3dp Continuous run time


Just set my first model going. It say the run time is 44 hours. It’s it ok to leave the machine running this long? Does it need cool down periods or will it take care of itself?



Something that large probably isn’t the best choice for a first print, but since you’ve already started it, I guess we’ll go with it. The machine should be okay 3D-printing continuously for that long by my understanding.

Do watch the first couple of layers, and then check the print periodically to make certain that nothing’s gone wrong. Common failure modes are: initial layer failing because the nozzle isn’t at the right distance from the build plate, filament breaking off (you can recover from that one), filament getting stripped inside the head so that it won’t continue to feed, and the nozzle hitting the print and knocking it over.

Tbh, I didn’t know it would take that long otherwise I probably would have gone with something else.

Is there anyway to speed up future prints?

I think most of the things I’ll end up printing will be on the larger side.

* **TASK OBJECTIVE**
Rewrite the part of the 3D printing thread that starts with "Do watch the" and ends with "up future prints?", putting "print bed" in place of "build plate". Nothing in the lines is needed here.

* **SUPPLIED DATA**
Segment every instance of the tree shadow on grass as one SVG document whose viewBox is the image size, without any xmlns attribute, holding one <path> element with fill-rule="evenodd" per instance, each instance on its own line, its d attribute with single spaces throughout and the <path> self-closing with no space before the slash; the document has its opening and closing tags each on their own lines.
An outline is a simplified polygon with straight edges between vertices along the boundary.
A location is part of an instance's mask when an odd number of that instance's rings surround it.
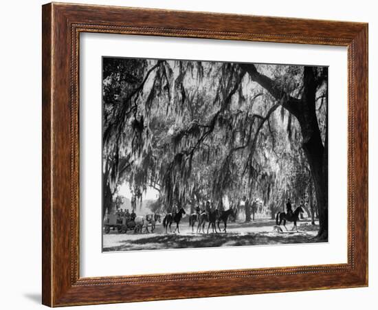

* **EXERCISE OUTPUT**
Do watch the first couple of layers, and then check the print periodically to make certain that nothing’s gone wrong. Common failure modes are: initial layer failing because the nozzle isn’t at the right distance from the print bed, filament breaking off (you can recover from that one), filament getting stripped inside the head so that it won’t continue to feed, and the nozzle hitting the print and knocking it over.

Tbh, I didn’t know it would take that long otherwise I probably would have gone with something else.

Is there anyway to speed up future prints?